- Text:
>>>
Why is this a requirement?


----------



## KEM (Dec 4, 2021)

ip20 said:


> Why is this a requirement?



Because he might need whoever he picks to work with him in LA for an extended period of time, you can get a visa of course but if he needs them in person often enough then a US citizenship would be a must


----------



## ip20 (Dec 4, 2021)

In that example, permanent resident status would fulfill that.


----------



## jbuhler (Dec 4, 2021)

KEM said:


> Because he might need whoever he picks to work with him in LA for an extended period of time, you can get a visa of course but if he needs them in person often enough then a US citizenship would be a must


Green card should be fine for that though, no?


----------



## ip20 (Dec 4, 2021)

We were on the same wavelength @jbuhler


----------



## KEM (Dec 4, 2021)

ip20 said:


> In that example, permanent resident status would fulfill that.





jbuhler said:


> Green card should be fine for that though, no?
<<<
- Direction A: Duplicate the rows word for word, starting at the line containing "Tell me — is the car's" and ending with the final line of the rows.

- Dataset:
>>>
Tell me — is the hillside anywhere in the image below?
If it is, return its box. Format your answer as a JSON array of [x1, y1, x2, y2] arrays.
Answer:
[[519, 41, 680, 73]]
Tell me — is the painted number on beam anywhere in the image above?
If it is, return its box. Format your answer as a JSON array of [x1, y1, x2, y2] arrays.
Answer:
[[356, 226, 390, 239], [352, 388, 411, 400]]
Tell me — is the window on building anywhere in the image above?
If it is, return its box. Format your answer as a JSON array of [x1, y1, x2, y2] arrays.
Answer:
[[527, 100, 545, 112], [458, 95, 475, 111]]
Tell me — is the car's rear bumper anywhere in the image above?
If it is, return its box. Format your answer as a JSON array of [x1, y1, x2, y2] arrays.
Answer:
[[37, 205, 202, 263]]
<<<
- Direction B: Pick up the forum thread about the citizenship requirement and extend it past its last line.

- Task answer A:
Tell me — is the car's rear bumper anywhere in the image above?
If it is, return its box. Format your answer as a JSON array of [x1, y1, x2, y2] arrays.
Answer:
[[37, 205, 202, 263]]

- Task answer B:
I was born and raised in the US so I’m not even remotely sure as it’s not something I’ll ever have to go through, but I’m just thinking about taxes and all of that, but I really have no clue, I’ve just heard that it’s hard to become a US citizen so I figured there must be some reason why


----------



## chillbot (Dec 4, 2021)

Someone with a legit work visa or green card would probably be fine. The problem is too many people trying to get them, needing letters vouching for them or references and/or current projects in order to get the work visas, or worse, sponsorships.

If I was hiring I'd probably state the same, it's just too much hassle to deal with. And a lot of people use these positions to try to get the work visa, which becomes a catch-22... do you have the work first or the visa first?

I don't know how it works in other countries but in the US if you are paying someone $30 or more per hour you'd need to be able to write that off legit for taxes.

I'd be fine paying someone under the table and not reporting them but they would have to accept half that, $15/hour or whatever. Sketchy. You can't live on that in LA.


----------



## Alchemedia (Dec 4, 2021)

I concur! Let's sacrifice @KEM to appease the VI-C Godz!


----------



## KEM (Dec 4, 2021)

Alchemedia said:


> I concur! Let's sacrifice @KEM to appease the VI-C Godz!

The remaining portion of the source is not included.